[Excerpts from a point labeling dataset]
--------------------------------------------------
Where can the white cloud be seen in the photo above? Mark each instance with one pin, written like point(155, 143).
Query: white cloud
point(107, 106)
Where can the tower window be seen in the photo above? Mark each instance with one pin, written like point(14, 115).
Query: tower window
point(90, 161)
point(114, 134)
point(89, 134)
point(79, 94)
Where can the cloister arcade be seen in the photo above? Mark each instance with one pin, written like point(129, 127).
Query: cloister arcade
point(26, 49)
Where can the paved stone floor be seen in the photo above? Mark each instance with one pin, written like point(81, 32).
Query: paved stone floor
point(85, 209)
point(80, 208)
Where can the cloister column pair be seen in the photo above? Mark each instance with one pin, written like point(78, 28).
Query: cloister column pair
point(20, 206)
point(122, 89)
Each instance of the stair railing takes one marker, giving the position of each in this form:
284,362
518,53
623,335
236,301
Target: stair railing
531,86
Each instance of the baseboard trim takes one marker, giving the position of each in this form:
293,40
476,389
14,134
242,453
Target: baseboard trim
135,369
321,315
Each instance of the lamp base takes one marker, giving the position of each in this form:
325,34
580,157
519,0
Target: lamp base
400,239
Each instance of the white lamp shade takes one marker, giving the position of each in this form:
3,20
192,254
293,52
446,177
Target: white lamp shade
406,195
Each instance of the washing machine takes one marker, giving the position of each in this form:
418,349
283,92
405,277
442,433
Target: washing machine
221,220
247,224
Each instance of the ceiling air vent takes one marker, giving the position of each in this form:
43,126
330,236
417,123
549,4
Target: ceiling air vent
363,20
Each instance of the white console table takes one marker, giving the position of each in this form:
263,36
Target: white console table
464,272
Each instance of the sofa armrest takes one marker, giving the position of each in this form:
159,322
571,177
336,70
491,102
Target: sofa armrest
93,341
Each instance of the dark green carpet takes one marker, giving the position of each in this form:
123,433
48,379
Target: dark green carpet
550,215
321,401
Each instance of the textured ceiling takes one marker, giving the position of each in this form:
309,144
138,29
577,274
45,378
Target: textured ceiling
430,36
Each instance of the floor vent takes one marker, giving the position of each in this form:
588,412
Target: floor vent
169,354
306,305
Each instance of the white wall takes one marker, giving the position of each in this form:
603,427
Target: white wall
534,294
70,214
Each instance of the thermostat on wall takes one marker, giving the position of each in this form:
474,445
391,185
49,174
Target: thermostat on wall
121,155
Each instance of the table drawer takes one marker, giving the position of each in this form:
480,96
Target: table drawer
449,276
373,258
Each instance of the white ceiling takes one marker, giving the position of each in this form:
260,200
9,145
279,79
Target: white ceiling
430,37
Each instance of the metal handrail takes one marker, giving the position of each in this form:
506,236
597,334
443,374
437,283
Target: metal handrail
--------------------------------------------------
To do: Recast the rows, starting at the beginning of the rows and ending at the line that contains "point(107, 106)", as a two-column CSV with the headers text and answer. Place each row's text and its answer in a single quoted field apiece, with line breaks replaced by spaces.

Result for this task:
text,answer
"Where can the white cloud be seen in the photo above? Mark each instance with one pin, written like point(155, 143). Query: white cloud","point(107, 106)"